## What to produce
Continue the article about Russian Ambassador Sergey Kislyak and the Russia investigation below, picking up after its final sentence, before the data that follows it.

If the Trump-Russia election collusion hoax was a movie, Russian Ambassador Sergey Kislyak would have a starring role.
From Attorney General Jeff Sessions’ fateful recusal to National Security Advisor Michael Flynn’s resignation to the aftermath of FBI Director James Comey’s firing, the former Russian diplomat made more than just a few consequential appearances. The question is, were these incidental cameos or was Kislyak following a script written for him by the collusion fraudsters?
As Senate Republicans threaten to excavate the origins of the corrupt investigation into Donald Trump’s presidential campaign, they might want to take a closer look at how Kislyak helped shape the bogus Russian collusion plotline.
Kislyak appears 55 times in Special Counsel Robert Mueller’s recent report. Alleged spy Maria Butina, sentenced last month to 18 months in federal prison for one count of conspiracy, met with Kislyak numerous times in 2015 and 2016 andpromised to “collect the contact information of prominent conservatives” for him. He has openly bragged about his numerous contacts with Trump associates.
But it’s Kislyak’s relationship with the Obama Administration that should raise suspicions that his interactions with Trump campaign aides before and after the election were intentional, designed to help fuel the phony collusion narrative.
According to visitor logs, Kislyak visited the Obama White House nearly two dozen times, including at least twice in October 2016. He met with National Security Advisor Susan Rice in the White House on October 7, 2016, the same day intelligence officials issued the warning about Russian election interference. Kislyak was there allegedly to receive a harshly worded message to Vladimir Putin about the meddling efforts.

## Data provided

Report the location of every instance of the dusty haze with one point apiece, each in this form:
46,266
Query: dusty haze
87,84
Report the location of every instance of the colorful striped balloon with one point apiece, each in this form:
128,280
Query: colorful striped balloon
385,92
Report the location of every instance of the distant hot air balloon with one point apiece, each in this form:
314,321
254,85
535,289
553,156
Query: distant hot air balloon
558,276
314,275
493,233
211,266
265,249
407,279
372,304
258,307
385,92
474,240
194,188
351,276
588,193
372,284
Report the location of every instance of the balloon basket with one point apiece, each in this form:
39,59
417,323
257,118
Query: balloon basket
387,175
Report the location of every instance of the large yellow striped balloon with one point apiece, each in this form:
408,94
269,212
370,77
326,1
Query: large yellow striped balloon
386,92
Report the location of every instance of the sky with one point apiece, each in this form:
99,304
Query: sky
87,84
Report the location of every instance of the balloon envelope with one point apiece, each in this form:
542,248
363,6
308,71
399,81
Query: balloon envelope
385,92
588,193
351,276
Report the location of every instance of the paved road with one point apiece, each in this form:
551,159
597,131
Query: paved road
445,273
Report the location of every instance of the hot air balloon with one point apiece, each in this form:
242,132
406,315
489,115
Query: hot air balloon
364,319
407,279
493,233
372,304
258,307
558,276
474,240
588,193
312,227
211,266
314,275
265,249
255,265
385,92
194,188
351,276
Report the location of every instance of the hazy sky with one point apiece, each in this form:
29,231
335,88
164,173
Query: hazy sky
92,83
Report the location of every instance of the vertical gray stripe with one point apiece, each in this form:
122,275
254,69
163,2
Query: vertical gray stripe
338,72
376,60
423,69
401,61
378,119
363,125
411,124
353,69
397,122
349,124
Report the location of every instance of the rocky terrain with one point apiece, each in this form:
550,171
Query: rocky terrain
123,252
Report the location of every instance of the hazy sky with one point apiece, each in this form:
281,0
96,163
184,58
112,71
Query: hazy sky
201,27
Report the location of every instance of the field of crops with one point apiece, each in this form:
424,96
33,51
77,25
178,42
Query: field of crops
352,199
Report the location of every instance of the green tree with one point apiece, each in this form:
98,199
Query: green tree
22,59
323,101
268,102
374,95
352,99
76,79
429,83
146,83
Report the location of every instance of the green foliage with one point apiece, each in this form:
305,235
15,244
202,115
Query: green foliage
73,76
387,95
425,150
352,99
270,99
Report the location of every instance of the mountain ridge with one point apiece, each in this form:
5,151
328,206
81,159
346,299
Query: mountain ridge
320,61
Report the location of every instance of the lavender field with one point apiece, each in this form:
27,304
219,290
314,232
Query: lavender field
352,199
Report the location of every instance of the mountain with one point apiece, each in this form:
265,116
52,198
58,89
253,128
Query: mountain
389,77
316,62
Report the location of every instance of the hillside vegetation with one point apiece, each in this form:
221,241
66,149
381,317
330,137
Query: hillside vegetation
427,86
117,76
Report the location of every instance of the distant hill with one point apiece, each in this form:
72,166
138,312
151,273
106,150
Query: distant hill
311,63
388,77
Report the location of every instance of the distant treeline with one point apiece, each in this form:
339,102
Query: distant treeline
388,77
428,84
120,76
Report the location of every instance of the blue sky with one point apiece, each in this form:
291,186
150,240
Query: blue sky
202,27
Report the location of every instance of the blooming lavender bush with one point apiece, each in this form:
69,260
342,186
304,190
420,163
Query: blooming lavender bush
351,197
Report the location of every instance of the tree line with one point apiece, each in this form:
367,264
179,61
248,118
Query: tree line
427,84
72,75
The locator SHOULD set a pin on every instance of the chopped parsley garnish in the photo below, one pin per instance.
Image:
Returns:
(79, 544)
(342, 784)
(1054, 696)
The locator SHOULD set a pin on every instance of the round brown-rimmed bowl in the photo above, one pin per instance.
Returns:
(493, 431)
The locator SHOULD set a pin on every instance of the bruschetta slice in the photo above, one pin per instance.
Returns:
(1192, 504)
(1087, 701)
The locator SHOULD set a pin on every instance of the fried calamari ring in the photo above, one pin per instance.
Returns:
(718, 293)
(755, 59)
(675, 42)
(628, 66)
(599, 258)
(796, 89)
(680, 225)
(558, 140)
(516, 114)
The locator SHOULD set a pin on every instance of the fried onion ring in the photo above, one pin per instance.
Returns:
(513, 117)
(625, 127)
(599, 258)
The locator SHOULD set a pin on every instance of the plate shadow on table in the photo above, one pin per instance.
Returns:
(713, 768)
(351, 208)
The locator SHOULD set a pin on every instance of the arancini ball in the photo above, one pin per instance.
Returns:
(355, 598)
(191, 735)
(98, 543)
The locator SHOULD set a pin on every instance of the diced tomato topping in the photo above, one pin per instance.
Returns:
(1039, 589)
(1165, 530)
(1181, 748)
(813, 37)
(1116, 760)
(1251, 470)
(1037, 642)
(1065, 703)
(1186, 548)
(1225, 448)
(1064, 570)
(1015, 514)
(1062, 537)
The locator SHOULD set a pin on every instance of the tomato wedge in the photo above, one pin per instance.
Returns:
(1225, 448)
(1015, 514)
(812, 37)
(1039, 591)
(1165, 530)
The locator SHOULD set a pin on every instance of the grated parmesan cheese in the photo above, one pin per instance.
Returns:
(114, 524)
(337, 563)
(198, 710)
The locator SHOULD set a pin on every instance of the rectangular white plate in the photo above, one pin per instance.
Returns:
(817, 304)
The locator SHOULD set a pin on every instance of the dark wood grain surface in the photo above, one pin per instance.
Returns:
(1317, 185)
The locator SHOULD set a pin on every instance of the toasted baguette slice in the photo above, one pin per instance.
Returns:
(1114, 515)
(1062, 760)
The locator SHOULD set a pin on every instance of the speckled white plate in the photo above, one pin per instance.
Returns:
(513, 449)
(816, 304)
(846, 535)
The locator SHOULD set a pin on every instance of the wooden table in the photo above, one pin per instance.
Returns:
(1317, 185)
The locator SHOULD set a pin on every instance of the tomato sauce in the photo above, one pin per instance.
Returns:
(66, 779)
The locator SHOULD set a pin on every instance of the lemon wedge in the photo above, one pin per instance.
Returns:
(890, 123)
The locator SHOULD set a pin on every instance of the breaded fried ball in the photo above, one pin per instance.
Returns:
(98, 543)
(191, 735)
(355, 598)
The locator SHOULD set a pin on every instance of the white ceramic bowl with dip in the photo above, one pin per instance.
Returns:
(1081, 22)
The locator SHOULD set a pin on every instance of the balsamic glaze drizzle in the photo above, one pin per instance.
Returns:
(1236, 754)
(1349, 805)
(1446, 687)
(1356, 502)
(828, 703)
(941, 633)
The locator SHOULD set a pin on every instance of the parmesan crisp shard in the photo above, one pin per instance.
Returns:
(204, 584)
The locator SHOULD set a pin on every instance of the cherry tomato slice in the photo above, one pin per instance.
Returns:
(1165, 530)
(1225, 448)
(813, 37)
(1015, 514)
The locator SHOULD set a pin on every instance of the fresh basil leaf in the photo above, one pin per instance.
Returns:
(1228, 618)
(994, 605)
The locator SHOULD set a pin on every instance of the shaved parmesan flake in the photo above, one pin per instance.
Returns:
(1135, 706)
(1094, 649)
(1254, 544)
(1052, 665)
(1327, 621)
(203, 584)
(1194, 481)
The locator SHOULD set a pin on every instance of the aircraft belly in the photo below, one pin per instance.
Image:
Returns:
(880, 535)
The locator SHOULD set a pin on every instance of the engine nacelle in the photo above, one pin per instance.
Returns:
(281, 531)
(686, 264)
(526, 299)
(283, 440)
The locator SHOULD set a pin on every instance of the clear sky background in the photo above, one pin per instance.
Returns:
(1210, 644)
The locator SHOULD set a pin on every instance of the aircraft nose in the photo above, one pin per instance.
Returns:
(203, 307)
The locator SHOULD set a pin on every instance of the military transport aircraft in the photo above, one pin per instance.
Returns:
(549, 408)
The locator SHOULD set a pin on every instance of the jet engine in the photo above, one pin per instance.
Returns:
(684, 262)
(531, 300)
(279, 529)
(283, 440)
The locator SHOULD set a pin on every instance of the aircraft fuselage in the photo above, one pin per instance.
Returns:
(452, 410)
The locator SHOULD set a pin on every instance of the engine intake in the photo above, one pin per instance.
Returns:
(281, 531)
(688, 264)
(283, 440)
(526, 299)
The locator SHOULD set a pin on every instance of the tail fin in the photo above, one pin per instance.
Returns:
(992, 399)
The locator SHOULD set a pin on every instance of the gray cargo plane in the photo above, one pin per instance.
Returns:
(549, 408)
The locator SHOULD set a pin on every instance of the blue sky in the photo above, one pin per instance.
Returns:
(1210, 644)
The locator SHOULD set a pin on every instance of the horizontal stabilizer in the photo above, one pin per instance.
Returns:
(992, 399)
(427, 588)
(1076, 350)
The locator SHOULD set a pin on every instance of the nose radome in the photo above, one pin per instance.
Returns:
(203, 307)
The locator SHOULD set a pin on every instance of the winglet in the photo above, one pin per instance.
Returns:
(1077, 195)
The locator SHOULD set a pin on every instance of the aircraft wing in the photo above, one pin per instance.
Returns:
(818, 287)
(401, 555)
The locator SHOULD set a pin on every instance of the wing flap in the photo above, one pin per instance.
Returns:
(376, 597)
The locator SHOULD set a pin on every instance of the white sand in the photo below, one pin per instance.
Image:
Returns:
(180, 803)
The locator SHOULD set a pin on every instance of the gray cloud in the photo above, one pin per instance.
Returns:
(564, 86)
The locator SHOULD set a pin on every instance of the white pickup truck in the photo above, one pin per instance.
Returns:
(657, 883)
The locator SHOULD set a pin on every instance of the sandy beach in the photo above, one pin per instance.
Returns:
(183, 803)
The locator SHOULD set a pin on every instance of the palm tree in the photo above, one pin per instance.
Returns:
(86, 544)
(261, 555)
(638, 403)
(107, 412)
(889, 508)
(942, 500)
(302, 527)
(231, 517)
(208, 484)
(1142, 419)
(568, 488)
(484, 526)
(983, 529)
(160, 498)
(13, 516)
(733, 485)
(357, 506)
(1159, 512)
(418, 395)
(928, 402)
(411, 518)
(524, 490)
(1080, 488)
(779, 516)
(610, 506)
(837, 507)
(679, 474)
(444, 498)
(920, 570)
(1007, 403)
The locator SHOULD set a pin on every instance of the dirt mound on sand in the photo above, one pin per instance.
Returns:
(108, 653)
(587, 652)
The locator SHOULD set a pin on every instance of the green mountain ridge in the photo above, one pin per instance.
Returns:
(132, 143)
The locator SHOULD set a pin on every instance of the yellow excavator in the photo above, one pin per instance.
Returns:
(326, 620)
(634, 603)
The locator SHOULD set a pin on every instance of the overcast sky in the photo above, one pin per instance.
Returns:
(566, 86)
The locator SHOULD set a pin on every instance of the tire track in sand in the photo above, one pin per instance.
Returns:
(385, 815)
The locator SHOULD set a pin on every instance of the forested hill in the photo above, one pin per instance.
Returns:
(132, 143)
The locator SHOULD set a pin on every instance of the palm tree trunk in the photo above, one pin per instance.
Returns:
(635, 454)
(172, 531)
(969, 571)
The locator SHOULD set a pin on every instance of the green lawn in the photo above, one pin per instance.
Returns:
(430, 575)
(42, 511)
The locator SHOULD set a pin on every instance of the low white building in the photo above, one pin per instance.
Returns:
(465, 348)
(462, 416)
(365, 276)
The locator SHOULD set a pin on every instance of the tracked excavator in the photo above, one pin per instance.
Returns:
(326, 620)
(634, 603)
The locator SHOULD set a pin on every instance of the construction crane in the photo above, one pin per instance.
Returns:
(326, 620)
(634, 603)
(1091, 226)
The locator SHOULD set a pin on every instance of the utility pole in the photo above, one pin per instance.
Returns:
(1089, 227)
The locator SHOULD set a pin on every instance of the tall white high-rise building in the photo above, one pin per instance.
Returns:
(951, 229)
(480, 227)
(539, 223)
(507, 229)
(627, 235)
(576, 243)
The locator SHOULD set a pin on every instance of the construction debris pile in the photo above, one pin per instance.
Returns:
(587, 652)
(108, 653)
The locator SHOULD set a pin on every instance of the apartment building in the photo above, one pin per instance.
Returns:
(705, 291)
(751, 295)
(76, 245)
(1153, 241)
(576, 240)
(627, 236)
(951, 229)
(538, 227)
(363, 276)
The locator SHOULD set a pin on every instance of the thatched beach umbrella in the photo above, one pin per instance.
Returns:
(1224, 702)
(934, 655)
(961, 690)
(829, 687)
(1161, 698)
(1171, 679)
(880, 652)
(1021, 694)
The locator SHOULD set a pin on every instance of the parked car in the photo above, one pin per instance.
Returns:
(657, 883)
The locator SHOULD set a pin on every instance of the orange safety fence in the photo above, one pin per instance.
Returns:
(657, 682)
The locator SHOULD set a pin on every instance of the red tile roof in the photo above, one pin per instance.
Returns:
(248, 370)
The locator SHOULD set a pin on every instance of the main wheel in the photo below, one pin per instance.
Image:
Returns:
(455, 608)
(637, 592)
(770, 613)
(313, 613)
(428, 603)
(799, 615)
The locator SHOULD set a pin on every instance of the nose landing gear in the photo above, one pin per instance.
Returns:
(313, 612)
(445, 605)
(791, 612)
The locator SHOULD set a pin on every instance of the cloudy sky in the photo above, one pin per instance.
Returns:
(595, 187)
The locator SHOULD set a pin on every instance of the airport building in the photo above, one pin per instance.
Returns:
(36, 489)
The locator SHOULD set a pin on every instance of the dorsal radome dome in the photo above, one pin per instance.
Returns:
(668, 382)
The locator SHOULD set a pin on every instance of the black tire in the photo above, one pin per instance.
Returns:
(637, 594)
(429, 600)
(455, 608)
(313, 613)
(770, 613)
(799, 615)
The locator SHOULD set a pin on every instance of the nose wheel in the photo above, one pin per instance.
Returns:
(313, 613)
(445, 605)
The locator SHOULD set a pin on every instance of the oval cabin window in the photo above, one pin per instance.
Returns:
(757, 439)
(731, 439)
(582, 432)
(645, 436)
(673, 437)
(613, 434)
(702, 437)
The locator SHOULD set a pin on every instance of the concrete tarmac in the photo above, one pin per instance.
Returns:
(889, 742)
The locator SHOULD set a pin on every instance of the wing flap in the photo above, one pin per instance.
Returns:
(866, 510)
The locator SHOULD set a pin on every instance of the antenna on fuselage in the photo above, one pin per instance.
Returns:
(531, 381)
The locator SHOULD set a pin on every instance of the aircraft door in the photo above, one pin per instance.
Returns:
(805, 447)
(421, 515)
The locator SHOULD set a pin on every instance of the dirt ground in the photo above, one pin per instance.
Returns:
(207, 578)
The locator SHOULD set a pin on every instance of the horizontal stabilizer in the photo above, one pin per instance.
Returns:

## Task answer
In another meeting on October 14, 2016, Kislyak ran into his former counterpart, Michael McFaul, who had served as U.S. Ambassador to Russia for two years under President Obama. McFaul is an Obama confidante and was sworn-in as ambassador by then-Secretary of State Hillary Clinton in January 2012: He also is a vocal Trump foe and collusion conspiracy theorist. (More questions: Why was McFaul at the White House on October 14, 2016, when he no longer worked there? Further, why was Kislyak, the representative of our alleged biggest geopolitical foe trying to crash our election, at the White House again?)
McFaul and Kislyak are close. A few weeks after the 2016 presidential election, McFaul lavished effusive praise on the diplomat whose country supposedly had just attacked America’s election, threatening the very foundation of our democracy and whatnot.
During an event at Stanford University on November 30, 2016, McFaul gushed that Kislyak’s job “is to represent his country here and I think he does it fantastically well.” McFaul repeatedly bragged about his relationship with the Kremlin’s diplomat. “He was a tremendous friend and colleague to me when I served in the government. I really value what you helped me do as a government official and what you did for me as a friend,” he said to Kislyak.
It was an odd and oddly timed tribute to the representative of a nation that villainously unleashed social media bots to throw the presidential election to Donald Trump—especially since Kislyak’s boss purportedly stole the election from the woman McFaul worked for at the State Department in an embarrassing rebuke of his friend, Barack Obama.
But perhaps McFaul spared any outrage for his Russian pal because Sergey Kislyak had helped Obama and Clinton loyalists manufacture one of the greatest political hoaxes of all time.
Kislyak solicited meetings with Team Trump beginning in April 2016, when he attended Trump’s foreign policy speech in Washington, D.C. It was the first time, according to the Mueller report, that Kislyak met Trump; he also had brief exchanges with Jeff Sessions and Jared Kushner. Later that day, McFaul oddly tweeted, “Did Russian ambassador Kislyak attend opposition campaign event today? #doublestandards.”
In July 2016, Kislyak attended the Republican National Convention in Cleveland, where he interacted with Sessions and campaign aides Carter Page and J.D. Gordon. “Ambassador Kislyak continued his efforts to interact with Campaign officials with responsibility for the foreign-policy portfolio—among them Sessions and Gordon—in the weeks after the convention,” the Mueller report stated.
Gordon, perhaps smelling a rat, rejected one overture by Kislyak in August 2016, declining his invitation for lunch at the official Russian residence in D.C. The next month, Kislyak’s office contacted then-Senator Jeff Sessions, a member of Trump’s campaign committee, requesting a meeting. Sessions and Kislyak met in Sessions’ Senate office on September 8, 2016.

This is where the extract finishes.